▸ PARTES DO EXERCÍCIO:
**1.** Com base no texto sobre o cinema de Wong Kar-wai, responda:
(a) Qual thriller de Hong Kong ganhou um remake de Martin Scorsese?
(b) Em que ano Wong Kar-wai nasceu?
(c) Para onde ele partiu com os pais em 1963?
**2.** Verta para o inglês esta frase do texto sobre o cinema de Wong Kar-wai: "Walter Salles fez um recente documentário sobre o trabalho do talentoso chinês Jia Zhangke."
**3.** Dê continuidade ao texto sobre o cinema de Wong Kar-wai a partir da última frase apresentada.

▸ TEXTO PARA LEITURA:
Pouca gente acompanhou por aqui, mas a última década marcou uma verdadeira explosão do cinema feito na Ásia.

Por toda parte – Japão, China, Hong Kong, Coreia do Sul, Vietnã –, diretores de alto nível e com propostas estéticas pessoais e inconfundíveis disputavam a atenção dos circuitos cinéfilos mais antenados. Até o mestre Martin Scorsese aderiu à onda, com um remake de um thriller de Hong Kong (Conflitos Internos, de Andrew Lau e Alan Mak, que virou Os Infiltrados). Spike Lee refez Oldboy, do coreano Park Chan-Wook. Walter Salles fez um recente documentário sobre o trabalho do talentoso chinês Jia Zhangke. Mais até que o da América Latina, o cinema asiático foi quem deu a cara da Sétima Arte neste início de século.

Mas mesmo em meio a essa abundância de talento, Wong Kar-wai se destaca. Nascido em Hong Kong, seu estilo não tem par: o visual delirante, de cores explosivas, que abusa de efeitos de aceleração e retardo dos frames; o universo temático próprio, que mesmo quando envereda pelo thriller ou pelo wuxia (os filmes de artes marciais chineses), sempre ressalta os dramas amorosos dos personagens; e o uso pessoal e criativo da música, que é tão parte da narrativa quanto as imagens e a trama.

No cinema contemporâneo, poucos criadores têm tanto a dizer, tantos motivos para continuar nos surpreendendo. Adentre, agora, o universo peculiar, fascinante, mas de apelo e comoção universais, que é o cinema de Wong Kar-wai.

O começo: a renascença de Hong Kong, os primeiros roteiros e Conflito Mortal (1982-1987)

Kar-wai nasceu em 1957 em Hong Kong, então uma colônia britânica, mas partiu com os pais para a República Popular da China em 1963. Como o menino só conhecia o cantonês, o dialeto falado na província, a interação com os colegas de escola foi motivo de aflição em seus primeiros anos na nova pátria. Para tentar aliviar a solidão do filho, a mãe de Wong começou a levá-lo ao cinema. A experiência, segundo o diretor, teve o peso de uma revelação: os filmes se impunham pela força das imagens, eram profundos, impactantes, prescindiam do entendimento do idioma para comunicar emoção.

[Registros de uma coleção de dados]
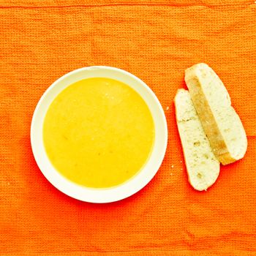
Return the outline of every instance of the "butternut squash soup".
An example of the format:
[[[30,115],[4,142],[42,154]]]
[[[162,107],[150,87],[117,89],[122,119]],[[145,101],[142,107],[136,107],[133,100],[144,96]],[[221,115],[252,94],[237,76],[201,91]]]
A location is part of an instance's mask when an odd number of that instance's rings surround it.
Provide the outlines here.
[[[50,105],[43,141],[54,167],[91,188],[119,185],[138,173],[150,157],[154,124],[143,98],[116,80],[76,82]]]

▸ RESPOSTAS DAS TAREFAS:
**1.**
(a) Conflitos Internos, de Andrew Lau e Alan Mak, que virou Os Infiltrados.
(b) Em 1957.
(c) Para a República Popular da China.

**2.** Walter Salles made a recent documentary about the work of the talented Chinese filmmaker Jia Zhangke.

**3.**
Mais ainda: o garoto tímido, de poucas palavras, descobriu uma maneira de se expressar perante o mundo, de transmitir suas inquietações e experiências. Ainda na adolescência, ele já acalentava o sonho de se tornar cineasta. Em 1980, após dois anos estudando design gráfico, Kar-wai candidatou-se a uma vaga de estágio numa emissora de Hong Kong. A oportunidade foi decisiva: além de aprender na raça o métier – entre outras coisas, Wong escrevia roteiros e dirigia novelas e seriados –, o rapaz acabou indo parar na órbita do ator e produtor Alan Tang, um dos maiorais da chamada “renascença” do cinema de Hong Kong, período em que o país modernizou sua produção e despontou no mercado internacional. Em parceria com Tang, Kar-wai produziu vários scripts entre 1982 e 1987, e Tang seria o principal financiador por trás de seu filme de estreia, Conflito Mortal (1988).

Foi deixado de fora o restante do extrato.